* start Provided text *

240V to 208V Water Heater

[Trey4U]

I have a 240v water heater I need to connect to a 208v panel. Based on the wattage on the nameplate the current at 208v works out to 43A. All I have is #6 and a 60A breaker. Can I use this to feed the water heater?

Thanks!

 

[kwired]

I have a 240v water heater I need to connect to a 208v panel. Based on the wattage on the nameplate the current at 208v works out to 43A. All I have is #6 and a 60A breaker. Can I use this to feed the water heater?

Thanks!

That is pretty much what you do need to run. Minimum conductor ampacity needs to be 125% of rated load - this means you nedd 53.75 amp conductor. @ 75C #8 is only good for 50A

Overcurrent protection also needs to be at least 53.75 - next standard size up is 60 amp.

 

[dkidd]

I have a 240v water heater I need to connect to a 208v panel. Based on the wattage on the nameplate the current at 208v works out to 43A. All I have is #6 and a 60A breaker. Can I use this to feed the water heater?

Thanks!

The wattage at 208V will be 75% of that at 240V.

 

[kwired]

The wattage at 208V will be 75% of that at 240V.

I was presuming he had that figured out, but yes if the 43 amps is the rating at 240 volts then it will draw less on 208.

43 amps either way is larger than typical household storage tank type water heater, but I suppose might be expected from an instantaneous water heater. I don't think you need to apply 125% factor to an instantaneous type heater.

* end Provided text *
* start Extracted information *

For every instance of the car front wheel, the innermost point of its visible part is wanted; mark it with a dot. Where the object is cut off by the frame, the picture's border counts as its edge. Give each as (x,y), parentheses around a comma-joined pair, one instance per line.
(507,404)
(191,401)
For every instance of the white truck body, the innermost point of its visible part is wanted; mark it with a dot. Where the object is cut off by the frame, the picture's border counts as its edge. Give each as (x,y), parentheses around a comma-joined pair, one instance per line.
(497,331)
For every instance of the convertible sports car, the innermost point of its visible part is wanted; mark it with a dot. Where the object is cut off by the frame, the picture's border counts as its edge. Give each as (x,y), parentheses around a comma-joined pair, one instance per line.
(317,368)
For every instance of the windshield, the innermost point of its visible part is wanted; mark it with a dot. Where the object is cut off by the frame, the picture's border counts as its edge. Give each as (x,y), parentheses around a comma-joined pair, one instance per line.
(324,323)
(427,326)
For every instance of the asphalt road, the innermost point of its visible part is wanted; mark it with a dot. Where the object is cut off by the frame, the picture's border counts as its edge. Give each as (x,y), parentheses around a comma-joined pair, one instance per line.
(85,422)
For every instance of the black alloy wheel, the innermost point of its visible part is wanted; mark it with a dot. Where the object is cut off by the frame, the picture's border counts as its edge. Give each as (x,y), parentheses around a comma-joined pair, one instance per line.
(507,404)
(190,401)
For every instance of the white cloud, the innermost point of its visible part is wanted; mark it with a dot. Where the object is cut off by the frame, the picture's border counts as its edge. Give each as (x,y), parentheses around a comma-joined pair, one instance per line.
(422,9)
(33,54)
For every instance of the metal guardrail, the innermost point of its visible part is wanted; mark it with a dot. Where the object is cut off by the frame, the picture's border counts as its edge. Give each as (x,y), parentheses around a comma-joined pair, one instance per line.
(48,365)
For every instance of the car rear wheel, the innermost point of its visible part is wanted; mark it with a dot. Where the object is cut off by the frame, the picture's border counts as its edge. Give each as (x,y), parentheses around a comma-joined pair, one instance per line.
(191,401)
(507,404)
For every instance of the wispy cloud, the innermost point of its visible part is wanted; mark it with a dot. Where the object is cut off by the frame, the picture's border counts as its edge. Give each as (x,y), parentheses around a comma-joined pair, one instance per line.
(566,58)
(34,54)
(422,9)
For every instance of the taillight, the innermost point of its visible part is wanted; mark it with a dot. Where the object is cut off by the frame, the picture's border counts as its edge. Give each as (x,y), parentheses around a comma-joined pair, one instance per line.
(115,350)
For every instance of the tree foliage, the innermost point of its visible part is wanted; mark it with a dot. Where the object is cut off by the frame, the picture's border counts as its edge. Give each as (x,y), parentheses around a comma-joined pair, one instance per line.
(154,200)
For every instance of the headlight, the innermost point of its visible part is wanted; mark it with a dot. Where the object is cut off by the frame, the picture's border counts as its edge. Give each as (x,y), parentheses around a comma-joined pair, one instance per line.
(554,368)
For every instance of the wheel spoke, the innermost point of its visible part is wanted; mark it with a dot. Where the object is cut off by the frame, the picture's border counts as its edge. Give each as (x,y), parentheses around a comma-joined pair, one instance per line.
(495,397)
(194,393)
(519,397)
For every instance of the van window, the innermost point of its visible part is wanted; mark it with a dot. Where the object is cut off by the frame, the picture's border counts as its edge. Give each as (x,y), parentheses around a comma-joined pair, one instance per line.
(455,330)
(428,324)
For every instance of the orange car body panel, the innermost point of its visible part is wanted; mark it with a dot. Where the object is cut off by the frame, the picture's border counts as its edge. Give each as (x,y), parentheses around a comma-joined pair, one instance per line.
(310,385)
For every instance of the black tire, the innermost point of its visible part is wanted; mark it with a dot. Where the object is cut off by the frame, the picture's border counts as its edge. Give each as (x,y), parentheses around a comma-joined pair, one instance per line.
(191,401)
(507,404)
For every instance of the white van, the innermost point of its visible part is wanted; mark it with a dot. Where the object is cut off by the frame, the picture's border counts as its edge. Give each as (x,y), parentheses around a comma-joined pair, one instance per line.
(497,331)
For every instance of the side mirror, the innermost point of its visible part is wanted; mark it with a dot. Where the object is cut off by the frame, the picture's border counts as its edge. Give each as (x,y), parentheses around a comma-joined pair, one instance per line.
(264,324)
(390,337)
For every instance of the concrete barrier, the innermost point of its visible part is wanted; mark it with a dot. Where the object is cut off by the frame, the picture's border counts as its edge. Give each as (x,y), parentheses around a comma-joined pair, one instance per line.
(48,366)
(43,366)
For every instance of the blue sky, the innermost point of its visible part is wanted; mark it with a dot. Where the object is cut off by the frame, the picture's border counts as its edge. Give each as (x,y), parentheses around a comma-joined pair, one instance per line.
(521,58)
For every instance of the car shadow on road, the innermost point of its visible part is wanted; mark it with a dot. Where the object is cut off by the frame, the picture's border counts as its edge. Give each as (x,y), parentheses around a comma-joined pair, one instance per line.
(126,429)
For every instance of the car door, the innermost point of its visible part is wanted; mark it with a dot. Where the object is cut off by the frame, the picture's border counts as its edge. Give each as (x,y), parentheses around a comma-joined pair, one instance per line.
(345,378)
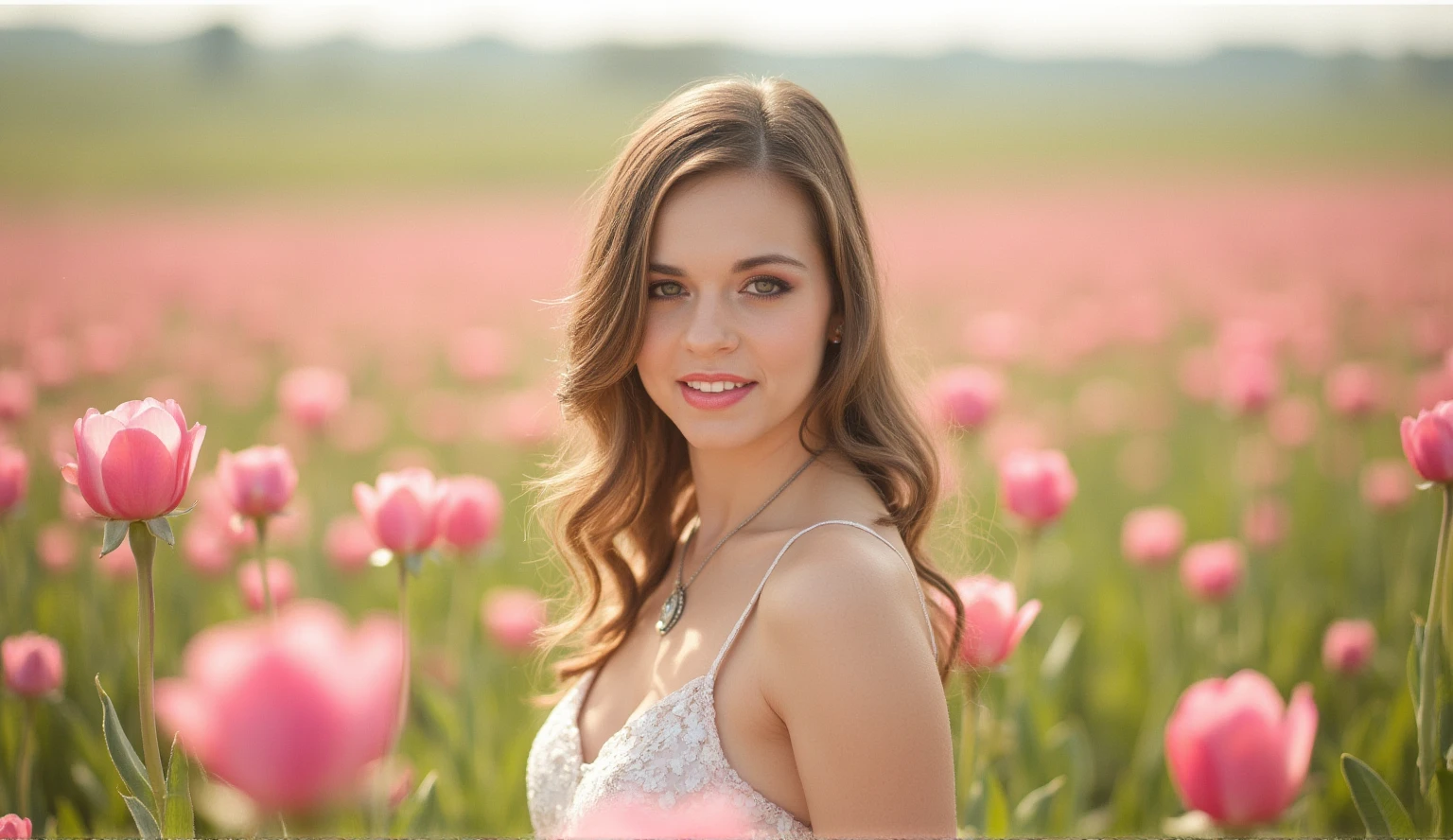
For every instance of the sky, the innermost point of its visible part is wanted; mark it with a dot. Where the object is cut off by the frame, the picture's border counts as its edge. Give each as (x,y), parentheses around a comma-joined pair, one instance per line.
(1021,29)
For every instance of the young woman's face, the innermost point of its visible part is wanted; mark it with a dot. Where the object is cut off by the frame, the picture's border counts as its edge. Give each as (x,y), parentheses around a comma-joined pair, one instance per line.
(737,289)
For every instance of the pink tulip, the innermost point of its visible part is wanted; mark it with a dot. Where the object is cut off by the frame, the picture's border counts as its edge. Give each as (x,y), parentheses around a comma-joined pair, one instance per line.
(1349,645)
(1387,484)
(704,814)
(15,827)
(311,397)
(1428,442)
(513,615)
(279,579)
(288,712)
(135,461)
(992,620)
(16,395)
(965,397)
(349,542)
(403,511)
(471,512)
(259,480)
(1036,485)
(1214,570)
(1355,390)
(1152,536)
(15,473)
(34,664)
(1235,752)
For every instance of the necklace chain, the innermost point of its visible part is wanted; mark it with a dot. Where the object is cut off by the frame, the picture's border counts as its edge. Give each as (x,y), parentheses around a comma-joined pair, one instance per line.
(676,604)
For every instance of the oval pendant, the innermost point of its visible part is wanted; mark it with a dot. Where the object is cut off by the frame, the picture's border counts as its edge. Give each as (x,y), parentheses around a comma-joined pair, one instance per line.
(672,611)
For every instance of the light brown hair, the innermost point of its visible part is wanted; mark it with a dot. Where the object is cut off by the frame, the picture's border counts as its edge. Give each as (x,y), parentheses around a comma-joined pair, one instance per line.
(620,484)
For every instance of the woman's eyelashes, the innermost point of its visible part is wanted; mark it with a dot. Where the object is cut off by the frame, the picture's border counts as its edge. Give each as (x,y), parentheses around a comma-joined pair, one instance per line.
(778,287)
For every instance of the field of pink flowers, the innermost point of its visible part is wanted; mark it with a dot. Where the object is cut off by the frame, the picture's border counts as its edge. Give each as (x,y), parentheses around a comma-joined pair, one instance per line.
(1184,429)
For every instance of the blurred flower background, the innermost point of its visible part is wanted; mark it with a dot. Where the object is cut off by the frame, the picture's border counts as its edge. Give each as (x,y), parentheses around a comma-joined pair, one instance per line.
(1168,281)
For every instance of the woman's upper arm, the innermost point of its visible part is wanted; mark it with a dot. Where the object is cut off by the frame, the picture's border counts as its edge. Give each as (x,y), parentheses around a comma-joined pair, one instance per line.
(850,672)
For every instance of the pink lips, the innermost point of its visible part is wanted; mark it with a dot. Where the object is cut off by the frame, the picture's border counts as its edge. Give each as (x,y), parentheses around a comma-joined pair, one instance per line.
(715,400)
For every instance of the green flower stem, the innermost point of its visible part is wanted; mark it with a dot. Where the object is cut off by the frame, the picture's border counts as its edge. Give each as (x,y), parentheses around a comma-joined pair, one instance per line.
(144,547)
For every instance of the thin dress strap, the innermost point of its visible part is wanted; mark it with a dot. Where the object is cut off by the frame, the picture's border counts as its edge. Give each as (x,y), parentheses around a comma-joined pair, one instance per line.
(753,602)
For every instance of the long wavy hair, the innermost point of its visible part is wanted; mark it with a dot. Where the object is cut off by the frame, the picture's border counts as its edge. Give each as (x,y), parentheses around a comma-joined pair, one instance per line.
(620,485)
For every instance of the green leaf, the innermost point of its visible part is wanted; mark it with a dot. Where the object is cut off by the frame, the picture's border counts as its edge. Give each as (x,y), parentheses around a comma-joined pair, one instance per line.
(162,529)
(132,772)
(179,796)
(115,533)
(1382,814)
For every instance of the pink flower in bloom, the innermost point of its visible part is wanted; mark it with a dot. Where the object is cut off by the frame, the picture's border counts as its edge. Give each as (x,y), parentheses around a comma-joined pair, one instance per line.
(135,461)
(34,664)
(279,577)
(513,615)
(471,512)
(1036,485)
(15,473)
(1349,645)
(1214,570)
(403,511)
(349,542)
(288,712)
(698,815)
(15,827)
(1152,536)
(259,480)
(992,620)
(1235,752)
(965,397)
(1427,441)
(311,397)
(1387,484)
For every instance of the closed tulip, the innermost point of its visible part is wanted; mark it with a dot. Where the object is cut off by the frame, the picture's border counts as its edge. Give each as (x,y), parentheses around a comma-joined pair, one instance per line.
(34,664)
(1427,441)
(135,461)
(259,480)
(1036,485)
(289,712)
(471,511)
(1235,752)
(403,509)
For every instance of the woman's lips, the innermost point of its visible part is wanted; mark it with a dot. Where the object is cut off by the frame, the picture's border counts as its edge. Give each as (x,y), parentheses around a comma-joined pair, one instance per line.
(717,398)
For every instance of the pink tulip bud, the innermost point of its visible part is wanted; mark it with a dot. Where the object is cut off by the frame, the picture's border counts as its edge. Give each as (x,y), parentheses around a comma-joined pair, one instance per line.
(1152,536)
(1036,485)
(259,480)
(1387,484)
(16,395)
(1428,442)
(1235,752)
(135,461)
(992,620)
(1349,645)
(965,397)
(311,397)
(1214,570)
(513,615)
(1355,390)
(34,664)
(471,512)
(15,473)
(288,712)
(15,827)
(403,511)
(279,579)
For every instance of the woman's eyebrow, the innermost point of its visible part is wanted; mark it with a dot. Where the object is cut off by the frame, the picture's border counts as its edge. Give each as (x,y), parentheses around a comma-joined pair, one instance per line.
(739,266)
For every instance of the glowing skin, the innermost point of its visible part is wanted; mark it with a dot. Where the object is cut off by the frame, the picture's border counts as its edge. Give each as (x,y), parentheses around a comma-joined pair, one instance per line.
(713,308)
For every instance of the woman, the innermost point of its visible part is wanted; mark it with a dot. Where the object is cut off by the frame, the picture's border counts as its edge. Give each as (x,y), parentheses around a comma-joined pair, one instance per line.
(742,438)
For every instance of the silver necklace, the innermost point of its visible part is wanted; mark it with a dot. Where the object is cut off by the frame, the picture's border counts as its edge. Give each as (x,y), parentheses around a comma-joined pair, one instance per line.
(676,602)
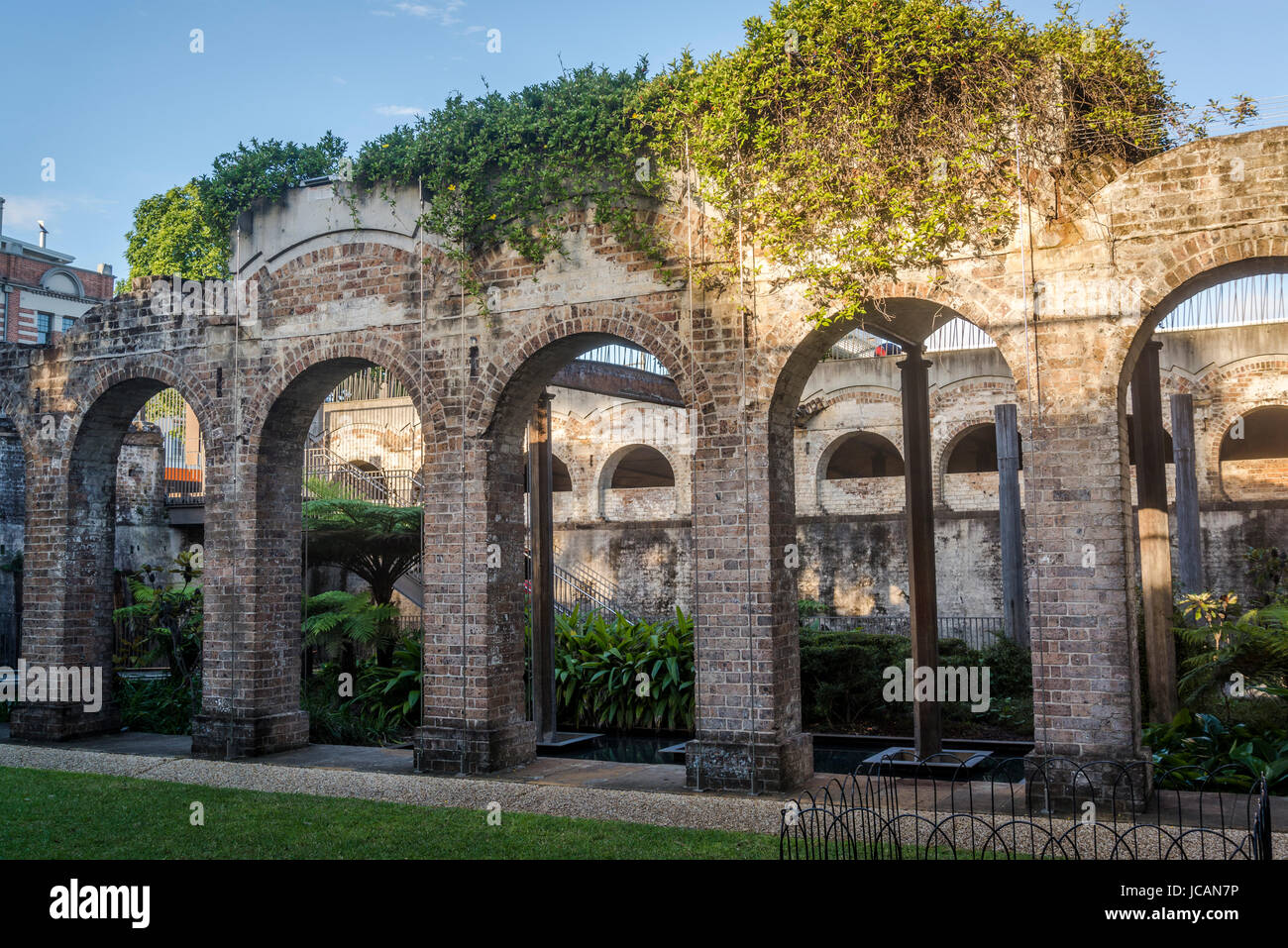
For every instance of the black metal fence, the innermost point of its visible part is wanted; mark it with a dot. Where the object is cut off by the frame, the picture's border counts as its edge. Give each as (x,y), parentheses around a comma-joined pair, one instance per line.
(977,631)
(947,806)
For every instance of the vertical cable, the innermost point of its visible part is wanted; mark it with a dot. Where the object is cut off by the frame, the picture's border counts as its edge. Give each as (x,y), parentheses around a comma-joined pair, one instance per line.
(694,479)
(1034,397)
(746,498)
(235,463)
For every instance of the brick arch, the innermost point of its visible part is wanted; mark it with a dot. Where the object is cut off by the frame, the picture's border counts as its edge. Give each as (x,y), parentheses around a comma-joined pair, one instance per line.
(86,389)
(498,377)
(14,406)
(303,257)
(824,456)
(1202,263)
(384,352)
(949,443)
(794,346)
(1224,421)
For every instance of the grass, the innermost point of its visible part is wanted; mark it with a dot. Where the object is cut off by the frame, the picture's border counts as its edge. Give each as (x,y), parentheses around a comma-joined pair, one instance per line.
(51,814)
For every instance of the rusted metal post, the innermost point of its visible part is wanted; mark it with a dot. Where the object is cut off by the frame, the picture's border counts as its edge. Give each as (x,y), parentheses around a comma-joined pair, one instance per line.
(540,494)
(1189,549)
(1155,549)
(919,519)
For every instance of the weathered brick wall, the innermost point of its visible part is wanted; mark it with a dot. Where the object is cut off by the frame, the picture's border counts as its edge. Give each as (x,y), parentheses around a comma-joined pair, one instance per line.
(1265,478)
(336,296)
(12,509)
(143,535)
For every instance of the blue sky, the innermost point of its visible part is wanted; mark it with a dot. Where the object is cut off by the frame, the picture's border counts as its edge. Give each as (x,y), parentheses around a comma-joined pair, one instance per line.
(114,94)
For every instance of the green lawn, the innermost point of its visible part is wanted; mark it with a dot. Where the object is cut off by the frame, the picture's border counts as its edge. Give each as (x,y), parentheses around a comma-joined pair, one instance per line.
(60,815)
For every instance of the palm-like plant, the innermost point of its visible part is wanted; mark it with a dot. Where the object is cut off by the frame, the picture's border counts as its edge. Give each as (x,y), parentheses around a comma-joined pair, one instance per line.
(374,541)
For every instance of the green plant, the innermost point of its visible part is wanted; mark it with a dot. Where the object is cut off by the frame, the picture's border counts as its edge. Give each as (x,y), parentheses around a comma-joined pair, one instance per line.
(160,706)
(170,614)
(849,141)
(507,168)
(1205,743)
(842,682)
(1248,649)
(375,541)
(393,693)
(599,669)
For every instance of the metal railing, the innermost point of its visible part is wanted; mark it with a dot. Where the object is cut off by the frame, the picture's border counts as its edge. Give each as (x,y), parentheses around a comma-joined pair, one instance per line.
(967,805)
(368,385)
(977,631)
(627,357)
(1244,301)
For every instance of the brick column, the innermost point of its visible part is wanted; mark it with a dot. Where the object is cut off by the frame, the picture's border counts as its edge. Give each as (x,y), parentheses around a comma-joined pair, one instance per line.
(475,716)
(748,708)
(67,578)
(252,651)
(1080,548)
(1155,548)
(919,527)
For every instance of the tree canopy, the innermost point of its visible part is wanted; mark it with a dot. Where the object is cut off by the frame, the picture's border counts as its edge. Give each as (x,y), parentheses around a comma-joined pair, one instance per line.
(845,140)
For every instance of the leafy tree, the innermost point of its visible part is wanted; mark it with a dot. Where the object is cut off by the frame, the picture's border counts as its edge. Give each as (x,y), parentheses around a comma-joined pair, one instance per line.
(172,233)
(374,541)
(338,621)
(170,613)
(187,230)
(265,168)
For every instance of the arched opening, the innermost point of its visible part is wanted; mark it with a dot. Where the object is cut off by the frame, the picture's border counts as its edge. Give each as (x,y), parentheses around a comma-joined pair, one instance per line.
(1253,455)
(975,451)
(160,544)
(857,574)
(13,511)
(588,393)
(1209,348)
(863,455)
(339,540)
(121,554)
(642,467)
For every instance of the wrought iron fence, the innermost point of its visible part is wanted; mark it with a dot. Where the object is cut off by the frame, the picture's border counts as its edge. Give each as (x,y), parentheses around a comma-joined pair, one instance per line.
(1244,301)
(368,385)
(626,356)
(183,449)
(958,806)
(11,639)
(977,631)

* end Extracted information *

**Directives**
1. In the water heater thread, reproduce the passage from "That is pretty" up to and including "up is 60 amp.", switching "Overcurrent protection" to "Breaker rating".
2. Translate this sentence from the water heater thread into Spanish: "The wattage at 208V will be 75% of that at 240V."

**Solutions for each task**
1.
That is pretty much what you do need to run. Minimum conductor ampacity needs to be 125% of rated load - this means you nedd 53.75 amp conductor. @ 75C #8 is only good for 50A

Breaker rating also needs to be at least 53.75 - next standard size up is 60 amp.

2. La potencia a 208 V será el 75 % de la potencia a 240 V.